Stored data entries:

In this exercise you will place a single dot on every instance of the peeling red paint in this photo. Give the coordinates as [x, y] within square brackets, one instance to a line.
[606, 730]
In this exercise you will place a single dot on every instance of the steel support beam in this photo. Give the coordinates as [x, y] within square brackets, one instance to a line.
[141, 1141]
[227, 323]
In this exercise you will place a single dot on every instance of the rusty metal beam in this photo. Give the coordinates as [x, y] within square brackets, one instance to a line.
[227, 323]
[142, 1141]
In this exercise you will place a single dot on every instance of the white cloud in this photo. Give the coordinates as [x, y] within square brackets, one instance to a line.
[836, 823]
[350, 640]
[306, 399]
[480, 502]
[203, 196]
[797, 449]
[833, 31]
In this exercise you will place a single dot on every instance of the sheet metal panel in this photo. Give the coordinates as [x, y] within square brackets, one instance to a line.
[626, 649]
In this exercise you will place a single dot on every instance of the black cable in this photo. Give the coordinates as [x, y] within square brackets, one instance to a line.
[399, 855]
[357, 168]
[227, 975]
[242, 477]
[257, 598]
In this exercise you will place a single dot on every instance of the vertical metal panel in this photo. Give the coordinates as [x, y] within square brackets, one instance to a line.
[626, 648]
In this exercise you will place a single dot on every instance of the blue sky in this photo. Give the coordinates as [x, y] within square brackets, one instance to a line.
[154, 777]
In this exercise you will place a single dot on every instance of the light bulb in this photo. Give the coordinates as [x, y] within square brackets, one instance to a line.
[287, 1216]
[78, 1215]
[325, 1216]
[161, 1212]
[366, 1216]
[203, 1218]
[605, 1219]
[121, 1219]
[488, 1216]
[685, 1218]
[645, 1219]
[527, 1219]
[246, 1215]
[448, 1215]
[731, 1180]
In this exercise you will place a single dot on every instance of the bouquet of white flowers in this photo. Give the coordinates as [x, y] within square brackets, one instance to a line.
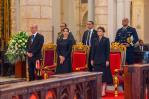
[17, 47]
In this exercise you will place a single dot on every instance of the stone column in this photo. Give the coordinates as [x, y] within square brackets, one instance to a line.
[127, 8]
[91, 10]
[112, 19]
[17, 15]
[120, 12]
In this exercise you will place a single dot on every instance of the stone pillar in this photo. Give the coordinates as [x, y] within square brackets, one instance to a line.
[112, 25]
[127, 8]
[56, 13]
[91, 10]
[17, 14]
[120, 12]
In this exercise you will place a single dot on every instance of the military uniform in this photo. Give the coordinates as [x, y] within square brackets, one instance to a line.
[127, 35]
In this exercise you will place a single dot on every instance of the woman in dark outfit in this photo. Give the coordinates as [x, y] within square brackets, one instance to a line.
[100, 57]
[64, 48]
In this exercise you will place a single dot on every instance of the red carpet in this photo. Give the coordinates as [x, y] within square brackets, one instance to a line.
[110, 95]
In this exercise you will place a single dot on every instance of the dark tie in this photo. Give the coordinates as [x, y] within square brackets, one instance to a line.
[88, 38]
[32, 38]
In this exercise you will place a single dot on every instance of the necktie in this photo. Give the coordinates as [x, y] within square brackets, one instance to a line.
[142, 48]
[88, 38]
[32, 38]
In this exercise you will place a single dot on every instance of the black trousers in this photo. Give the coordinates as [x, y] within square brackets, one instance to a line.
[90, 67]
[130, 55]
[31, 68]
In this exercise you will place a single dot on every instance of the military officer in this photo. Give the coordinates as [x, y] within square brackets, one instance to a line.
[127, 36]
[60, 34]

* * *

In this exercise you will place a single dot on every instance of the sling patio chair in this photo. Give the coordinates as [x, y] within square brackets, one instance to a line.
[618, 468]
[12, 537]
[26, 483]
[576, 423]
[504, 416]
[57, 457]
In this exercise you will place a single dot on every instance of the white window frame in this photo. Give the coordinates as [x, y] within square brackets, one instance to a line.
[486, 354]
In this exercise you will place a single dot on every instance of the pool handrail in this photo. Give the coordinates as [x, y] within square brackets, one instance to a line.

==

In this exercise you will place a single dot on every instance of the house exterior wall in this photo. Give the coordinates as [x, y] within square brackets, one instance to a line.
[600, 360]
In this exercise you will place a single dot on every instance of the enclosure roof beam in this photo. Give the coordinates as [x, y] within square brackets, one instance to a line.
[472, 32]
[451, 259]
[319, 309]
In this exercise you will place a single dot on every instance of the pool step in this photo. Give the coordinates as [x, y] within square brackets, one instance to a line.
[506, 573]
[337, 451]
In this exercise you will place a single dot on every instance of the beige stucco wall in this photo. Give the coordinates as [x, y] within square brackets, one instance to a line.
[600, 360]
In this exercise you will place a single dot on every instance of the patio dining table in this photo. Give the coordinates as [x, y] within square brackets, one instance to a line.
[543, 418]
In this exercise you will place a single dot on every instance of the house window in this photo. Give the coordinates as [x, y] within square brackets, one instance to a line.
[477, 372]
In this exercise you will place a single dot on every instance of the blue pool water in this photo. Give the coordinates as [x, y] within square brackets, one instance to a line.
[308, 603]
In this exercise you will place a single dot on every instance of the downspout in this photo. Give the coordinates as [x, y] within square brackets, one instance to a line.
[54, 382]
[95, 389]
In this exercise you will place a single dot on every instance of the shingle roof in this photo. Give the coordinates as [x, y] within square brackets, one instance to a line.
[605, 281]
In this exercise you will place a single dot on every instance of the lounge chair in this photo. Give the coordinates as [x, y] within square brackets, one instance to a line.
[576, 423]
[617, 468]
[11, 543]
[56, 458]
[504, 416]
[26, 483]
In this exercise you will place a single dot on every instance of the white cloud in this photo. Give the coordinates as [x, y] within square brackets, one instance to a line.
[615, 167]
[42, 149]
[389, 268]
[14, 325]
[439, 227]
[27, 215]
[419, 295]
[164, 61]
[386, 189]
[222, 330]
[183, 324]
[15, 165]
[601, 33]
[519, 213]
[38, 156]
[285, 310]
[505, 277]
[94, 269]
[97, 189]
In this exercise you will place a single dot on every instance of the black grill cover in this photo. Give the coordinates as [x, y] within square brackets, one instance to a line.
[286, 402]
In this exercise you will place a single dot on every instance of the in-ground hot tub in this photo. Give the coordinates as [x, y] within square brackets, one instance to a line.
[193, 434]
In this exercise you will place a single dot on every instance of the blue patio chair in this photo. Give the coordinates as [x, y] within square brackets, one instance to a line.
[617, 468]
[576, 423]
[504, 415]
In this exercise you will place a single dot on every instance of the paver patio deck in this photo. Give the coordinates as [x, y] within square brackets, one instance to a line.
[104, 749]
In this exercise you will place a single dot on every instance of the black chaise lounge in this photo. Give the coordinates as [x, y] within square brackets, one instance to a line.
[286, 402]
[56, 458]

WHAT TO PRODUCE: Out of the entries above, write out only the lines between the line holding "the white window" and the line holding "the pool handrail", inclusive, each exactly as given.

OUTPUT BELOW:
In this exercise you will place a single dot on every instance of the white window frame in this photo. Give the coordinates as [x, y] within square brackets, one instance to a line.
[486, 354]
In this exercise you will place a single dot on every instance of the pool handrail in this photo. Give the coordinates as [x, y] within square brackets, one instance to a line.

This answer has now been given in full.